• Verilen Metin:
____________

“Bana kendinle ilgili bir şey söyle”
“Söyleyecek bir şey yok ki”
Sürekli gençliğin kutsandığı bir dünyada ‘yaş almak’ insanı düşündürüyor zaman zaman. Mesela her doğum gününde ve yılbaşında. Gençlik ne kadar kıymetli olabilir? Eninde sonunda geçecektir bir, giderken muhtemelen beraberinde cehaletten gelen bir sürü sıkıntıyı, ‘olmamışlığı’, çiğliği götürüp paha biçilmez bir yaşam bilgisi bırakacaktır, iki. Tabii değerli zamanınızı ‘geçici’ olanı besleyip korumaya adamadıysanız.

____________

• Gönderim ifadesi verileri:
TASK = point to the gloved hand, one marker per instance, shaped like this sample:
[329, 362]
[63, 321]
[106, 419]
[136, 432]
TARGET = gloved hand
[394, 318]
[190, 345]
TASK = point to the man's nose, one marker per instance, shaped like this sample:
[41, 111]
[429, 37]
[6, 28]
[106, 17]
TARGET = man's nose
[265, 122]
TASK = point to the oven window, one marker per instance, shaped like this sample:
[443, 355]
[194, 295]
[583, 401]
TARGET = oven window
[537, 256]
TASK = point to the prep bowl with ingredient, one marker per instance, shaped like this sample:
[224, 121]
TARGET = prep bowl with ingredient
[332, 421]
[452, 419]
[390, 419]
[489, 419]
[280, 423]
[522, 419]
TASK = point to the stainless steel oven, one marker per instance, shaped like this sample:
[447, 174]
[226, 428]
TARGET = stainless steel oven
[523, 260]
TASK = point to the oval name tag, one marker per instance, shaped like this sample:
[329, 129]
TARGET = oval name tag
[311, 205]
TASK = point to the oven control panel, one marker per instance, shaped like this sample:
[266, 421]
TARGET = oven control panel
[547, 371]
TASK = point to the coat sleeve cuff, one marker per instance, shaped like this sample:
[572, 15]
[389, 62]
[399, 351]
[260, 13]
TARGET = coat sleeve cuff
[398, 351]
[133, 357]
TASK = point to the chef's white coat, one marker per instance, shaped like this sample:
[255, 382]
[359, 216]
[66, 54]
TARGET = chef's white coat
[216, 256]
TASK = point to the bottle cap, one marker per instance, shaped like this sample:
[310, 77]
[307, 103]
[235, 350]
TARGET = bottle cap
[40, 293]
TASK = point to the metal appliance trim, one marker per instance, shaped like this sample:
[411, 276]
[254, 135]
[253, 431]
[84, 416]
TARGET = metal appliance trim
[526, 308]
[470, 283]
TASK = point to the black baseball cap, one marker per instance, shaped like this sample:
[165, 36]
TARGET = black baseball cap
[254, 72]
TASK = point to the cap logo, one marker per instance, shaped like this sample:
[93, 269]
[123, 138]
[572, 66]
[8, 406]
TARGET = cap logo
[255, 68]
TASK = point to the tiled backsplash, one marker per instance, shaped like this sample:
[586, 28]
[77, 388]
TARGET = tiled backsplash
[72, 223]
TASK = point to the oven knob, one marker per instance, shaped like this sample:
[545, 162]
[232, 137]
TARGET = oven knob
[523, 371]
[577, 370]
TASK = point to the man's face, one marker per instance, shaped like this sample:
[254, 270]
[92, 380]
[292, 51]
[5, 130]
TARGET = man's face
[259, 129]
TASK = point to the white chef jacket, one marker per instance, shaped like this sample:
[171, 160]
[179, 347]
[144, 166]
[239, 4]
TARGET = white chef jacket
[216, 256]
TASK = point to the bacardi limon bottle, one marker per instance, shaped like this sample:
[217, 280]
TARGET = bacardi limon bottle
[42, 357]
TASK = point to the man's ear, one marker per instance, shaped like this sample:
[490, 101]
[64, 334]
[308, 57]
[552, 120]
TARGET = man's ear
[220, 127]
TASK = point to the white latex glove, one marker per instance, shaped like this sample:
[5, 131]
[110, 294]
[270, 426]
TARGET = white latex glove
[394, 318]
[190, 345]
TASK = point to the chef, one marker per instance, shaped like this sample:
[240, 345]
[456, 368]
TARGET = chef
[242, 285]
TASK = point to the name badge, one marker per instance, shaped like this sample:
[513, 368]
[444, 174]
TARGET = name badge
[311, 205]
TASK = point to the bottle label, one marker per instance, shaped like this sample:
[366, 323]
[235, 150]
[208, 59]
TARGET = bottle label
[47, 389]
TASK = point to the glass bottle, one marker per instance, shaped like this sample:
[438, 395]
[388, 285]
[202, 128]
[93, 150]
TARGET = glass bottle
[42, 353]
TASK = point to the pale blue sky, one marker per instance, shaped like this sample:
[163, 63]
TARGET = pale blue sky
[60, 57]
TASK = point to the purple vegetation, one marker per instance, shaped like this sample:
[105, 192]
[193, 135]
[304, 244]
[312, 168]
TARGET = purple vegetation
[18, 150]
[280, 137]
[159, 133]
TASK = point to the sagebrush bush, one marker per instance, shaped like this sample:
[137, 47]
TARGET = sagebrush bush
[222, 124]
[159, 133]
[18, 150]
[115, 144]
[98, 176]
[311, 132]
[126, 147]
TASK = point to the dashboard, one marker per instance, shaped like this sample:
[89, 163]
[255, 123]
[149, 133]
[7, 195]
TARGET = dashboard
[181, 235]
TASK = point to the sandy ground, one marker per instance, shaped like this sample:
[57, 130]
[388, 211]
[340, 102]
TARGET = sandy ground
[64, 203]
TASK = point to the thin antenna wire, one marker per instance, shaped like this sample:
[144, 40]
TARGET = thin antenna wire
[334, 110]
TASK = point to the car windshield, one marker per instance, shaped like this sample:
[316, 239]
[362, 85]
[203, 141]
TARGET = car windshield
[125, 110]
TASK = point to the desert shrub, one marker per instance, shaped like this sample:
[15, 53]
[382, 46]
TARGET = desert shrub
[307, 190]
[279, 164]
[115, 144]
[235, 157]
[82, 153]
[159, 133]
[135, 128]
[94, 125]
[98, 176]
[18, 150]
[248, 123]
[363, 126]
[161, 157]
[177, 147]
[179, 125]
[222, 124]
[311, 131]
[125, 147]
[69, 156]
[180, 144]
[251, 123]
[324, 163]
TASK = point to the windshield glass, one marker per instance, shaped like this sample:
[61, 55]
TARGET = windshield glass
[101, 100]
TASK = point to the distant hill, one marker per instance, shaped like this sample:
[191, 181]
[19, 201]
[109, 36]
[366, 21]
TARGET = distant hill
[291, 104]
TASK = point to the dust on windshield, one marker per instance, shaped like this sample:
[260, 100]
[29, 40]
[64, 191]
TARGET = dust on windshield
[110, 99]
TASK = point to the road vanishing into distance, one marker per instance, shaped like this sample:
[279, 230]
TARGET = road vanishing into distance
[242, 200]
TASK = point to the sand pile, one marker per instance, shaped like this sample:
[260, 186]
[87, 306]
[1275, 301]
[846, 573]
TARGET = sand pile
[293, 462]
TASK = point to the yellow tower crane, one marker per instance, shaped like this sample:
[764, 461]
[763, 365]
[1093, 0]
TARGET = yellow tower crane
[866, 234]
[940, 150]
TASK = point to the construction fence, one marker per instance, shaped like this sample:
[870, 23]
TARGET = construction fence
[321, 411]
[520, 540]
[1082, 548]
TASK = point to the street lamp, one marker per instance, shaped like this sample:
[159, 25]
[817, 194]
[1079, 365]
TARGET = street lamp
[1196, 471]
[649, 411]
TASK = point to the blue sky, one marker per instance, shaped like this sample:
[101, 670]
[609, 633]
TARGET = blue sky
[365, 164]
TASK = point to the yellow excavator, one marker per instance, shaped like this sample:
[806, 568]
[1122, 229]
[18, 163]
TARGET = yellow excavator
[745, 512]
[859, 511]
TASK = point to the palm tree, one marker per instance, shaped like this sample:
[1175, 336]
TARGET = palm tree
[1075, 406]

____________

• Çalışma Maddesi A: Verilen metinde "Sürekli gençliğin kutsandığı" ifadesinden "besleyip korumaya adamadıysanız." ifadesine kadar olan kısmı hiç değiştirmeden yeniden yazın.
• Çalışma Maddesi B: Verilen metinde, yaş almanın insanı düşündürdüğü zamanlara örnek olarak hangi günler gösteriliyor?
• Çalışma Maddesi C: Verilen metin, gençliğin ne kadar kıymetli olabileceğini hangi gerekçelerle sorguluyor? Bir ila üç cümleyle açıklayın.

• Cevap Alanı A:
Sürekli gençliğin kutsandığı bir dünyada ‘yaş almak’ insanı düşündürüyor zaman zaman. Mesela her doğum gününde ve yılbaşında. Gençlik ne kadar kıymetli olabilir? Eninde sonunda geçecektir bir, giderken muhtemelen beraberinde cehaletten gelen bir sürü sıkıntıyı, ‘olmamışlığı’, çiğliği götürüp paha biçilmez bir yaşam bilgisi bırakacaktır, iki. Tabii değerli zamanınızı ‘geçici’ olanı besleyip korumaya adamadıysanız.

• Cevap Alanı B: Her doğum günü ve yılbaşı.

• Cevap Alanı C: Gençlik eninde sonunda geçecektir. Giderken de cehaletten gelen pek çok sıkıntıyı, "olmamışlığı" ve çiğliği götürüp geride paha biçilmez bir yaşam bilgisi bırakacaktır. Bu, kişi değerli zamanını "geçici" olanı besleyip korumaya adamadıysa geçerlidir.